START DATA PROVIDED

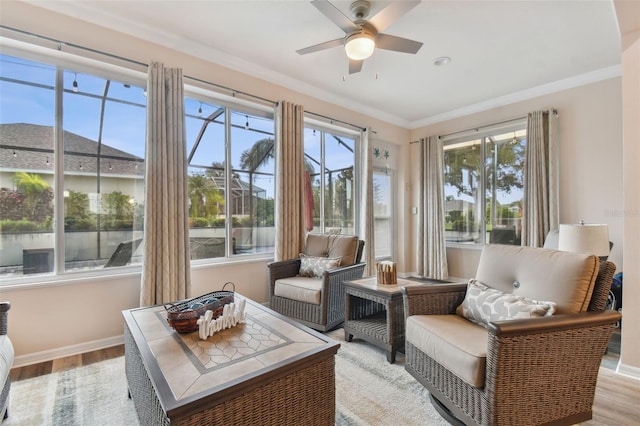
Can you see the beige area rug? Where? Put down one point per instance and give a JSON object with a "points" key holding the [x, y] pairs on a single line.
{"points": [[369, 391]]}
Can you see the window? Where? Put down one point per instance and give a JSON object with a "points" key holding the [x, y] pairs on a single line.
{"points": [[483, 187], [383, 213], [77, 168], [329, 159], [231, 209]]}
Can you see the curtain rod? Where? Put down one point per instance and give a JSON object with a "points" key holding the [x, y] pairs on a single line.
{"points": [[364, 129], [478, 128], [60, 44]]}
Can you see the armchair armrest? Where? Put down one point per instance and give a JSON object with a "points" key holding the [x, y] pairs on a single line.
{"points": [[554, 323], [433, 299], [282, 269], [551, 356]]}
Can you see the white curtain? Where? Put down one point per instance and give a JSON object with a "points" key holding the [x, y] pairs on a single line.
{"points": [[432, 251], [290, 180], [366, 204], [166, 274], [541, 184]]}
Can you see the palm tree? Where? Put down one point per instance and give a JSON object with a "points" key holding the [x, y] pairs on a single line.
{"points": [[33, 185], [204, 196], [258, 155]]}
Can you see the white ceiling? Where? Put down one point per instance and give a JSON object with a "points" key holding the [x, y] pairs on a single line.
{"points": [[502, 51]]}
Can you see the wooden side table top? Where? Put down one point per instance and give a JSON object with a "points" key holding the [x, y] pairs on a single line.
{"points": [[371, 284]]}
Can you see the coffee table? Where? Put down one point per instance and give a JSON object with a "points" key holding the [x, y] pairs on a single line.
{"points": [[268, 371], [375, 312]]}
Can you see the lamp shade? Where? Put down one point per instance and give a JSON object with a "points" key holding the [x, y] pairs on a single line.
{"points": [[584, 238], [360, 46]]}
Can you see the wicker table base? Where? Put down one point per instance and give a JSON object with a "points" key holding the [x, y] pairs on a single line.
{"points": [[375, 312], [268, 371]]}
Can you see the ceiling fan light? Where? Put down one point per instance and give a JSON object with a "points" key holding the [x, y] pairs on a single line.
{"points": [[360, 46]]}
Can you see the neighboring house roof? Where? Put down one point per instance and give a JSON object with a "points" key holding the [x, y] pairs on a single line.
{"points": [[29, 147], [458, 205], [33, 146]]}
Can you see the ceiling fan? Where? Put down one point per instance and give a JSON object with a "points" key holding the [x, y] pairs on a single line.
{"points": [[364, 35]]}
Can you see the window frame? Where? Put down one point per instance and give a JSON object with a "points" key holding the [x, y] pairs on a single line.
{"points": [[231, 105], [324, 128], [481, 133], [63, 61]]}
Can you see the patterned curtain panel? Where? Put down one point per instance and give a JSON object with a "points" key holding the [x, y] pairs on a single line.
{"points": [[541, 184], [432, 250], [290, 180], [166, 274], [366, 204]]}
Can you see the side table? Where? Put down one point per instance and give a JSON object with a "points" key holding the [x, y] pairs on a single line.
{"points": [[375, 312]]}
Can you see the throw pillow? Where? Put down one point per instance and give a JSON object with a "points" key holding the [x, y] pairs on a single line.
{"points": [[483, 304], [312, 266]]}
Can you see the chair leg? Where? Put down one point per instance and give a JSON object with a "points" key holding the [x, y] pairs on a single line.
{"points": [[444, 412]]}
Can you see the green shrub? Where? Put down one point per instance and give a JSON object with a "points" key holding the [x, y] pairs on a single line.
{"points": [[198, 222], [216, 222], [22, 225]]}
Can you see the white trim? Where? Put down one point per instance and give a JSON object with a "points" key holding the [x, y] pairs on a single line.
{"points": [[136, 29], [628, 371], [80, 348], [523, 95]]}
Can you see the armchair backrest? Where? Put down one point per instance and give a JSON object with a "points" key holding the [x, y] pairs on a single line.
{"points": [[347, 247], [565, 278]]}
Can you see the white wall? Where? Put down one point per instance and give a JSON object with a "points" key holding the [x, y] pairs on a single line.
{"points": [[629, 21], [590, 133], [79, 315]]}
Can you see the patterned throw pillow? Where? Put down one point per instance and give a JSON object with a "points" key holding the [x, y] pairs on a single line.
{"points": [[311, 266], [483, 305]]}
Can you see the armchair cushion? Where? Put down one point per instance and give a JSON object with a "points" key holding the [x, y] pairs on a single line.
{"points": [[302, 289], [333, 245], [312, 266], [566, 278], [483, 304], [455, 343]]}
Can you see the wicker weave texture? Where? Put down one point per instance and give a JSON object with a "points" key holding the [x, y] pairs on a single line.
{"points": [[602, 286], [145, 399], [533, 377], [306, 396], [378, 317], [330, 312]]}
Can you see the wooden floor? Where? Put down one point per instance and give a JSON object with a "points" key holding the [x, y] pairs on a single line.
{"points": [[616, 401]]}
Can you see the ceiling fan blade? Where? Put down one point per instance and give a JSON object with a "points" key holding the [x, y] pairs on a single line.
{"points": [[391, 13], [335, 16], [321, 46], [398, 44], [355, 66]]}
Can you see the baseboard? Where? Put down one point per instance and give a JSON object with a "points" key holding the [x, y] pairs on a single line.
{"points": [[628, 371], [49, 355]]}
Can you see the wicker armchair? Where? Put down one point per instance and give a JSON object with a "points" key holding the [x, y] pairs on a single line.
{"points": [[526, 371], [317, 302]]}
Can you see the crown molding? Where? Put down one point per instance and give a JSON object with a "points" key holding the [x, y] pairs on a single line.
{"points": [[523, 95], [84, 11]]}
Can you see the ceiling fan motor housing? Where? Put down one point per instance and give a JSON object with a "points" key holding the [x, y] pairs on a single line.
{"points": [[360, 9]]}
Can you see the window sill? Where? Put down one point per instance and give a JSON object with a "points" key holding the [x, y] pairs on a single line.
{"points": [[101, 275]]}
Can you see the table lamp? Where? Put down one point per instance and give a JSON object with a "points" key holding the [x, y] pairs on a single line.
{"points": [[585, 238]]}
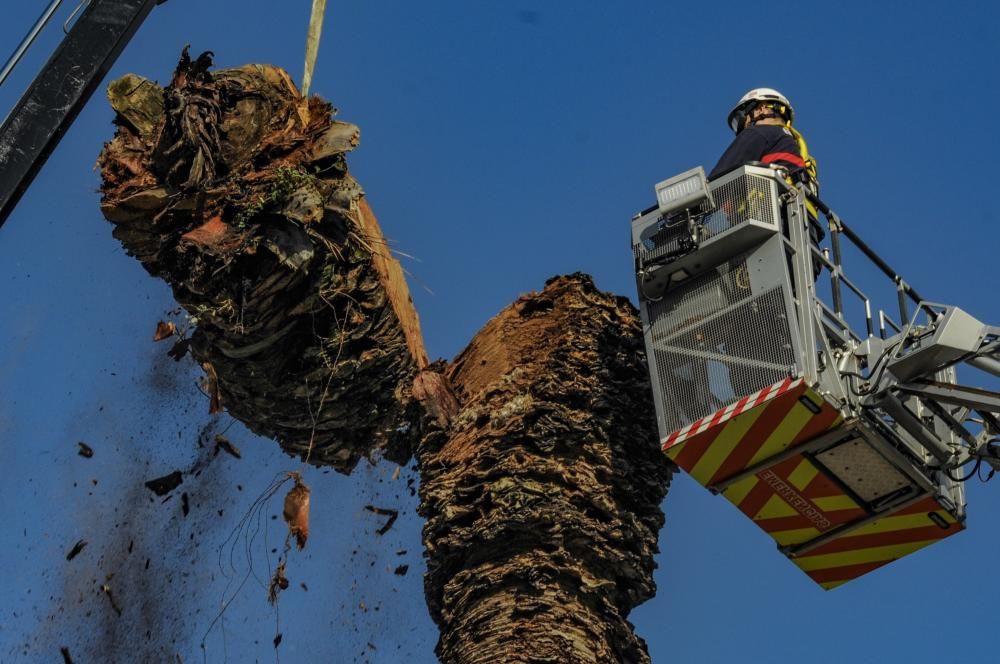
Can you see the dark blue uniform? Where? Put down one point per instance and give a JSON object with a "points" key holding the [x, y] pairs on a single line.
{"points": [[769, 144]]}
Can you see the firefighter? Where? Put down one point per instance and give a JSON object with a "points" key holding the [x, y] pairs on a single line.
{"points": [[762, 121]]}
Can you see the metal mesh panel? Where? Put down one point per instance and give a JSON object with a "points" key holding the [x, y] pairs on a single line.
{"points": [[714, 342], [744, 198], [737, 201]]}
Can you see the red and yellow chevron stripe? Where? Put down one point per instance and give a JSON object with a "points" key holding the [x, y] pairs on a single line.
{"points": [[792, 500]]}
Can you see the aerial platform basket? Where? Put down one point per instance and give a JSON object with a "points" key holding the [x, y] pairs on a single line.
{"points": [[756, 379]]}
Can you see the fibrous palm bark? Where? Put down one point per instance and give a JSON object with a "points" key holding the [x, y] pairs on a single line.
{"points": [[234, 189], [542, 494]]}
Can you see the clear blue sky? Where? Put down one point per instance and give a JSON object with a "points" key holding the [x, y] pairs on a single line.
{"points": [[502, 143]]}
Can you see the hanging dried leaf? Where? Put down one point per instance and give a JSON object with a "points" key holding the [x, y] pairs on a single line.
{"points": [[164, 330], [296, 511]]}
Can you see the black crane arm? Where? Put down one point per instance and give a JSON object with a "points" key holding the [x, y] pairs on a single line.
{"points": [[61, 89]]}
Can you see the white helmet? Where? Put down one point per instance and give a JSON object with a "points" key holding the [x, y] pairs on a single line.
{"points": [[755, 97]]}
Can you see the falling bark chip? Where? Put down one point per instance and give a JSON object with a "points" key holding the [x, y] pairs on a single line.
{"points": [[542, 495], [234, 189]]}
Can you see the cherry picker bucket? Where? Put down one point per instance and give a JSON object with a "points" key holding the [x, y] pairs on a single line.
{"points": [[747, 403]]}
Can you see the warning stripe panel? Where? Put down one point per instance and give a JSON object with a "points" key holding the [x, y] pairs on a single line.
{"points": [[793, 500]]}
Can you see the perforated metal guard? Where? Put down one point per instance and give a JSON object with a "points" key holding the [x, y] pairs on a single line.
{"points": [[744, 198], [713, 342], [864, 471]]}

END DATA PROVIDED

## GIVEN EXERCISE
Output the lines starting at the line that contains "Can you see the perforated" and ending at the end of the records, reproducing them without any change.

## EXERCISE OUTPUT
Can you see the perforated metal guard? Where? Put down one point per instance and give a JSON object with a "points" key holding the [x, y] pairs on a single line.
{"points": [[744, 198], [713, 342], [864, 471]]}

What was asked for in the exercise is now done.